## WHAT IS BEING ASKED
Please identify each line of the material below that contains the word "black". Copy those lines in the order they appear.

### RECORD SET ###

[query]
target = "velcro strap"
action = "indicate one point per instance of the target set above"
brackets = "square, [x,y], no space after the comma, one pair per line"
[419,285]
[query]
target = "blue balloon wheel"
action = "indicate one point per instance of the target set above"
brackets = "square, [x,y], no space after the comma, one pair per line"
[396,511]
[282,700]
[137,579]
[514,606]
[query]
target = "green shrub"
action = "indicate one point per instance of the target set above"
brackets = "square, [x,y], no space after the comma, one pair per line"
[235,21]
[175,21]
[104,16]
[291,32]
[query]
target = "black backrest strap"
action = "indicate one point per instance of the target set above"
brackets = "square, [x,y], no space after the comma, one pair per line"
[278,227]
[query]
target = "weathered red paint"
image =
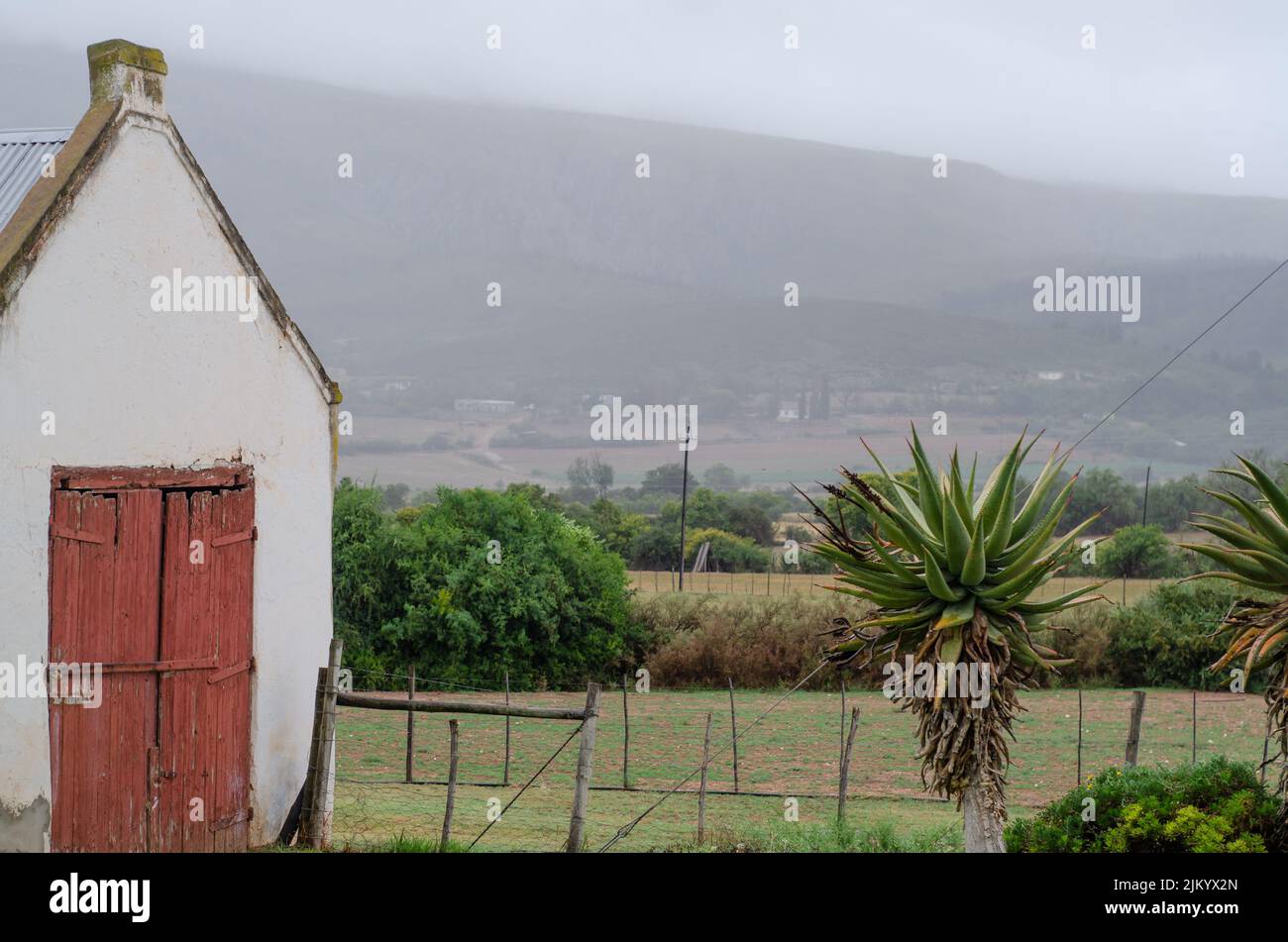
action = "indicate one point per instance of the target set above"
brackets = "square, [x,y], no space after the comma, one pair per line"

###
### RECORD SET ###

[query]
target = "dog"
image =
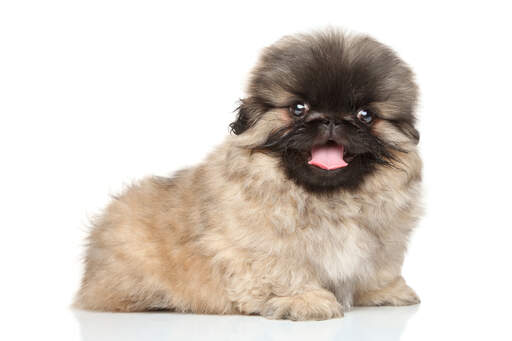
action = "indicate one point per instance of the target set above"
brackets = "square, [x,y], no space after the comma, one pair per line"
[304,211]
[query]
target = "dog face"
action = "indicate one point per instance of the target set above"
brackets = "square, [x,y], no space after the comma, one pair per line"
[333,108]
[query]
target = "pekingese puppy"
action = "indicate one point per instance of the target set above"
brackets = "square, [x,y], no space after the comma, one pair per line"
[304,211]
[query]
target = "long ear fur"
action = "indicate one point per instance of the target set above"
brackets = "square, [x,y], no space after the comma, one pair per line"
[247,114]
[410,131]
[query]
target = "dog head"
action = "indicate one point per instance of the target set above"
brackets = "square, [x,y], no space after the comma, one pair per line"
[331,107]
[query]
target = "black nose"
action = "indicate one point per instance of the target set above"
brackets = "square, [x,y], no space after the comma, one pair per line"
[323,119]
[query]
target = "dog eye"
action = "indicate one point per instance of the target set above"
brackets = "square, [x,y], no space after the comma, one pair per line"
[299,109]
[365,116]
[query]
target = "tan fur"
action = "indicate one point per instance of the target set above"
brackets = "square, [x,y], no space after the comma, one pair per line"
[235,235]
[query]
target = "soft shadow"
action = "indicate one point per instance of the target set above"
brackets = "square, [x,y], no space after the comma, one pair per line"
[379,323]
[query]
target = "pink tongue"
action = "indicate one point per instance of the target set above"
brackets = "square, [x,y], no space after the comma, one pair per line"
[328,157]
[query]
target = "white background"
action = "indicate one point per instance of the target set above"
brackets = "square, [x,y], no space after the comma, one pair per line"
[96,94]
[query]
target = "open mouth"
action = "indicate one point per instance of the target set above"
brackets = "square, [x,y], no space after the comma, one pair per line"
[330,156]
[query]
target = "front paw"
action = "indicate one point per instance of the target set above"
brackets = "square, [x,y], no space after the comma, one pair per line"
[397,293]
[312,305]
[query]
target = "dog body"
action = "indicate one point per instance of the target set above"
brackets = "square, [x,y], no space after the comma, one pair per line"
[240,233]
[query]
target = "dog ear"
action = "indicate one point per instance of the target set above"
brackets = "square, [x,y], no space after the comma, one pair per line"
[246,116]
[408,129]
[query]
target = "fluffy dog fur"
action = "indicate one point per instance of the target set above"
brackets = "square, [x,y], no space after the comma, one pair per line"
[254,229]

###

## FINISHED ANSWER
target = "black backrest strap"
target = "black nose"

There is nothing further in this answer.